* BEGIN Task data *

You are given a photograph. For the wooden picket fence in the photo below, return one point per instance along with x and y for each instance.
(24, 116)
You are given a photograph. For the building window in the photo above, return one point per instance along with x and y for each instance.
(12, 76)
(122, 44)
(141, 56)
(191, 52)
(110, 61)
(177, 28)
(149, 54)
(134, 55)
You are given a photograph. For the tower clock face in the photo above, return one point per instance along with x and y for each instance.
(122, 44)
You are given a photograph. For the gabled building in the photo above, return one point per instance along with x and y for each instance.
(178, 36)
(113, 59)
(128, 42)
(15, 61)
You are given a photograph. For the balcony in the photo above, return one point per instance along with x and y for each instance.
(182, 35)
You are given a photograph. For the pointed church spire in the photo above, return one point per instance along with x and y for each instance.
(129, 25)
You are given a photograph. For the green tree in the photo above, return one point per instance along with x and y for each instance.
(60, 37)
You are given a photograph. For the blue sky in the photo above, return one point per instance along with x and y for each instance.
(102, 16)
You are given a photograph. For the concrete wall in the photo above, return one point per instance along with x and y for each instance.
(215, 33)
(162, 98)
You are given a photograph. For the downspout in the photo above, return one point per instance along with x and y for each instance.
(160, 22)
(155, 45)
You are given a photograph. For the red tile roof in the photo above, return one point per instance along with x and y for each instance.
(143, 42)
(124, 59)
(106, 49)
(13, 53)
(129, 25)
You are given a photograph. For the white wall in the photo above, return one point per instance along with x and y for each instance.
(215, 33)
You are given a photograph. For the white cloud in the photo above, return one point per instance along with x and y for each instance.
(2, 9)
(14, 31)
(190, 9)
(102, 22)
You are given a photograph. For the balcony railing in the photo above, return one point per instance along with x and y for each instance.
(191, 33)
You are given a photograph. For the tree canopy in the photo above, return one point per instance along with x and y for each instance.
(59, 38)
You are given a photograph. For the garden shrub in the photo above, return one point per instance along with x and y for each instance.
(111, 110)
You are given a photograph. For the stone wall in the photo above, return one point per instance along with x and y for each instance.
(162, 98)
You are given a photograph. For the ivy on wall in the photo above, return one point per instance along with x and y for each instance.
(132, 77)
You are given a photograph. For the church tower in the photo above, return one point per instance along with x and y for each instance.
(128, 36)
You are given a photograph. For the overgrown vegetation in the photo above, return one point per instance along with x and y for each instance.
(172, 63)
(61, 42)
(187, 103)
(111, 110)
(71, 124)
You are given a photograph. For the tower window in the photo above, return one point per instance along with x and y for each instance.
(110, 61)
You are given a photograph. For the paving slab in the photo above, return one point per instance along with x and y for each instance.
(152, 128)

* END Task data *

What this task involves
Reproduce the listing in full. Keep it exactly as written.

Final answer
You are given a photograph. For the wooden picket fence in the photo below, return one point per instance along with x and y for each instance.
(24, 116)
You are given a photograph. For the building window in the photo above, return one point per instance along with x and y for each instance.
(12, 76)
(122, 44)
(141, 56)
(191, 52)
(110, 61)
(177, 28)
(149, 54)
(134, 55)
You are given a photograph. For the tower clock face in the photo above, return one point per instance along with x and y for each instance.
(122, 44)
You are given a photograph. For the gabled building in the photo above, return one point per instance along with x and y for each instance.
(178, 36)
(113, 59)
(128, 42)
(15, 61)
You are given a photograph. For the balcony in the photo above, return one point per instance along with x and y for each instance.
(182, 35)
You are given a photograph. For the pointed church spire in the photo above, return one point per instance along with x and y for each instance.
(129, 25)
You are given a photograph. For the green tree in the photo above, return one point per instance along with x and y for each instance.
(60, 37)
You are given a photograph. For the blue sky in the photo above, return one point per instance along with x and y for each instance.
(102, 16)
You are given a photograph. For the concrete wall in the photo above, return one point per instance along with x and y for each instance.
(215, 33)
(162, 98)
You are given a photograph. For the downspout in the photo above, return one point per instance along with x and y for each instance.
(160, 22)
(155, 45)
You are given a photograph. For the red tile roof in the photo above, return one point per instance along with x and y for each instance.
(143, 42)
(124, 59)
(106, 49)
(13, 53)
(129, 25)
You are given a photograph. For the white wall in the photo above, return one point per instance along with x and y for each instance.
(215, 33)
You are given a photograph. For the white cloud in the photo above, return one point per instance along with x and y for each instance.
(2, 9)
(14, 31)
(190, 9)
(102, 22)
You are given a photograph. For the balcony railing in the photo above, return one point per instance along with x and y for each instance.
(191, 33)
You are given a photograph. For the tree canopy in the photo above, return one point per instance along with x and y for each instance.
(59, 38)
You are given a photograph. For the garden shrub in the photo above, return one point per instance along with x and y for each instance.
(111, 110)
You are given a photograph. For the stone wall in the photo above, return one point per instance along with x and y for each instance.
(162, 98)
You are given a photograph. For the ivy on wall in the photo above, return one point per instance along with x and y for each instance.
(132, 77)
You are given a photograph. For the church tower in the photo above, return one point per instance along with x and y for each instance.
(128, 36)
You are given a photograph. For the overgrown vegetation in the photo above, return one point per instance along with x and y for each instance.
(172, 63)
(61, 42)
(187, 103)
(111, 110)
(71, 124)
You are given a photograph. For the tower window in the photo above, return one point per instance along with x and y for each instance.
(110, 61)
You are given a photograph. For the paving slab in the photo above, return one point per instance along with x and y for each instance.
(152, 128)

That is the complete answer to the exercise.